→ EXTRACTED TEXT:
-----

Friday, 30 January 2009
Once you get started and get the hang of it well you just...tweet with the rest of the world.
Why? Simple, quick and fun are the three main ingredients that spring to mind. Many are using Twitter to promote their work, others to keep in touch and some just to say hi.
You really are wired and at the forefront of what's "happening" .
If you decide to come to the other side one great tip I must share: Tweetdeck. (Once you're in you'll understand)
Thanks to the following link I set up my really nifty badges.
The first link is in Japanese ... but where there's a will there's a way.
Look forward to tweeting with you soon...
Thursday, 29 January 2009
Limited knowledge and experience with...beige chino trousers.
I do not own a pair and never have. (Not knowing your subject so detrimental to your work.)
My husband does fortunately have a pair. They were pulled out, studied, felt and placed in direct view of the drawing board.
Did this help?
I fixed and jumped over the trouser hurdle and was able to get to my "real fun" part: the expression, the eyes, the soul.
Below, two more steps showing improved beige chinos and the cutest puppy coming to life.
(Oh and for all you graphite artists I stopped fiddling and I reverted back to my beloved 2B Derwent pencil....a small technicality with a big impact)
Wednesday, 28 January 2009
I shot the references for this new drawing last year in Scotland at the local agricultural show. (A real gold mine for reference pics and a brilliant day out for the family I have to add!)
Tools: Hahnemuhle Nostalgie paper. 3B, 6B, F & H graphite leads.
Steps: Here are steps one and two.
They show the progress made on the rubber boot and cotton chino trousers. I have never rendered rubber before and wanted to achieve its smooth yet dry irregular look. I found the best way of doing this was to use a flat tip 3B lead in a circular motion. A layer of 6B in the same way (flat tip + circular motion).
A sharp point is used to mark out the edges to the seam.
Step 3 shows the first stages of the cotton trousers...my concentration floundered and the result is poor. (I will come back to it tomorrow and see if I can save them from the "uglies" or if I re start from scratch.)
Wish I could blame a bad scan but I actually have not been able to find the right pencil combination.
I tried laying down the darker areas in with a touch of 3B, layering with F and then finishing off with a dry H.... this is when I stepped away from fear of tearing it up.... I wanted to save the welly (it's come out well)...
More tomorrow, million thanks for looking
Friday, 23 January 2009
Starting this week off with a twist, a short (yet serious enough) book review.
This book has brought me so much sharing is a must.
This is quite simply The BOOK that changed my approach to composition.

-----

→ REQUIRED WORK:
1) In the blog, why were the husband's beige chinos pulled out, studied, felt, and placed in view of the drawing board?
2) Say whether each statement agrees with the blog, answering yes or no and quoting the deciding words: (a) The reference photos for the new drawing were taken at an agricultural show in Scotland. (b) The writer owns a pair of beige chino trousers. (c) The first link used to set up the badges is in French.
3) According to the blog, what paper is listed among the tools for the new drawing?
The rows after the blog are separate material.

-----

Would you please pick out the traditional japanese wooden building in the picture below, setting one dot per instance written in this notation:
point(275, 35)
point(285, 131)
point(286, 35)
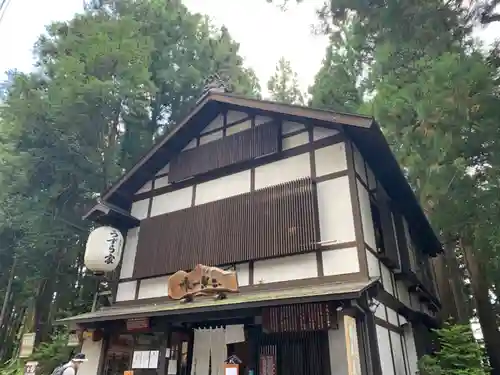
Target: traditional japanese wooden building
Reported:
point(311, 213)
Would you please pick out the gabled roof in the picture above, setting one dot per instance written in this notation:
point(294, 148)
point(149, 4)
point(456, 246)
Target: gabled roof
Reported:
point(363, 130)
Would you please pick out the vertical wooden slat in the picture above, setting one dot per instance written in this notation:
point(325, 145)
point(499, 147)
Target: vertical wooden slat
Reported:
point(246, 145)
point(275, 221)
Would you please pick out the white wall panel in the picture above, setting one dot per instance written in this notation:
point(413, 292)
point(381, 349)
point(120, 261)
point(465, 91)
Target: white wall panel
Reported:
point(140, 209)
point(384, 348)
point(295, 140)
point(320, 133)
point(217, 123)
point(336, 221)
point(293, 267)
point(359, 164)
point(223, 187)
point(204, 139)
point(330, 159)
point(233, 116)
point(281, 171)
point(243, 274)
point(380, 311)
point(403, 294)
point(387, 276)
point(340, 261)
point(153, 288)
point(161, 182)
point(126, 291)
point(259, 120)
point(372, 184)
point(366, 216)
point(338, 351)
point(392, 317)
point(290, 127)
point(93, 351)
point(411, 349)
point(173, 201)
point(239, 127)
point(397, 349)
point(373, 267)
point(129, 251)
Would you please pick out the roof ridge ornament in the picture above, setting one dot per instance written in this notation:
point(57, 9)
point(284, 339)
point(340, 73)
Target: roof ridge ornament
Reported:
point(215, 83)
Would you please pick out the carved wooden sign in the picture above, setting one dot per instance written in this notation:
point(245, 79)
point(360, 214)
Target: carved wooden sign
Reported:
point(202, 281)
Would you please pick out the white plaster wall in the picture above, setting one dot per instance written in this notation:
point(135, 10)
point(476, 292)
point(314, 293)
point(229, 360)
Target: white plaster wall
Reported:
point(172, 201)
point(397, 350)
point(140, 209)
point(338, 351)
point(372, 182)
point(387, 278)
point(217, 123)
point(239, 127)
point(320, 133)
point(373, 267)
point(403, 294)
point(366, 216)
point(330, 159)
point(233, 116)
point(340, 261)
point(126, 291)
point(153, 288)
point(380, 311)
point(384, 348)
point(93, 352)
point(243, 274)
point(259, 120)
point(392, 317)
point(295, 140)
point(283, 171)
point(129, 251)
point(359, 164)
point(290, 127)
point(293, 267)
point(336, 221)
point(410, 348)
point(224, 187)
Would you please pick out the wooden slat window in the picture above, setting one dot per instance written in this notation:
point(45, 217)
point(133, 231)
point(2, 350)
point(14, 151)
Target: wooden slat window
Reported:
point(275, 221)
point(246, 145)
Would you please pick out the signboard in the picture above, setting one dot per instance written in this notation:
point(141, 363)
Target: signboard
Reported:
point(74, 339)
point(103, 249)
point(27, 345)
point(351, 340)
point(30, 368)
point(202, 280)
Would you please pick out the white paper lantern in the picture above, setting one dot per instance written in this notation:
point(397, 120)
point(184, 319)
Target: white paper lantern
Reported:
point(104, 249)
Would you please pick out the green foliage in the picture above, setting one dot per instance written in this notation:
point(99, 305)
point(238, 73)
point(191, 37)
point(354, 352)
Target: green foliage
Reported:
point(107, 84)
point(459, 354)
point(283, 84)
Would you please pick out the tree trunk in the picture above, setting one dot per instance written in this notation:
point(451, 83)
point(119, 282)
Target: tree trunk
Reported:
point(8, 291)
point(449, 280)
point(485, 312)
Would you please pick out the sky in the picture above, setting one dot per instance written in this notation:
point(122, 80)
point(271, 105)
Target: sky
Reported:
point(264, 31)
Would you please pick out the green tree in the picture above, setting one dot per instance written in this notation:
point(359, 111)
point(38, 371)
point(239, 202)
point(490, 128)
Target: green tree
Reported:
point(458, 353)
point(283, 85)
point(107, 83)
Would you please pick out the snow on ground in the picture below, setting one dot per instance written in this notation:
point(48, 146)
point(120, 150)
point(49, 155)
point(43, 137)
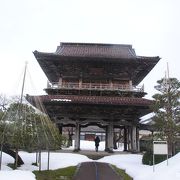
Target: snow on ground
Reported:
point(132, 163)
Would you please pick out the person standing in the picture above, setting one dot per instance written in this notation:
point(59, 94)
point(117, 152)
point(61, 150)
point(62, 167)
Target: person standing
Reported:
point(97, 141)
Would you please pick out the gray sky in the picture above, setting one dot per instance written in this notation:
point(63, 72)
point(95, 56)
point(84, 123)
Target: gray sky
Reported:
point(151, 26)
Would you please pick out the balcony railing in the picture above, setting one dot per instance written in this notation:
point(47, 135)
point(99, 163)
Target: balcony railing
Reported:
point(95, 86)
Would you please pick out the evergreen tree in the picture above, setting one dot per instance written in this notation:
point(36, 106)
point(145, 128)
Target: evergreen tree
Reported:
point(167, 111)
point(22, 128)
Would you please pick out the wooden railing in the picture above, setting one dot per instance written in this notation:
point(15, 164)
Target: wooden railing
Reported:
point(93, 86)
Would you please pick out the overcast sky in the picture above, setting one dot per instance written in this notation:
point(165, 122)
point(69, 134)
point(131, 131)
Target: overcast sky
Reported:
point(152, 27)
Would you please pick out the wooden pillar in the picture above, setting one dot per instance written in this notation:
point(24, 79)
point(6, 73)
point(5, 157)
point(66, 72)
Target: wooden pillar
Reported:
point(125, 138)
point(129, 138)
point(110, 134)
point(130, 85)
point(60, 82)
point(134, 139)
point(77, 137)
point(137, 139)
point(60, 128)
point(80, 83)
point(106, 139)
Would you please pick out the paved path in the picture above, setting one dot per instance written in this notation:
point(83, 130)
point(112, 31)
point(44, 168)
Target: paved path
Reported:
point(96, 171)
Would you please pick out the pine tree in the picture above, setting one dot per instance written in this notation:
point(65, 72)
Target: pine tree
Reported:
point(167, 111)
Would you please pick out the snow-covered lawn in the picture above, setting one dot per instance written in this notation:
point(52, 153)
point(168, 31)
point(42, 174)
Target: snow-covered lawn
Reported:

-----

→ RESULTS OF THE EXERCISE:
1) The writer does not own a pair of beige chino trousers and never has, so the writer had limited knowledge and experience of them. The blog says that not knowing your subject is detrimental to your work.

2)
(a) Yes: "I shot the references for this new drawing last year in Scotland at the local agricultural show."
(b) No: "I do not own a pair and never have."
(c) No: "The first link is in Japanese"

3) Hahnemuhle Nostalgie paper.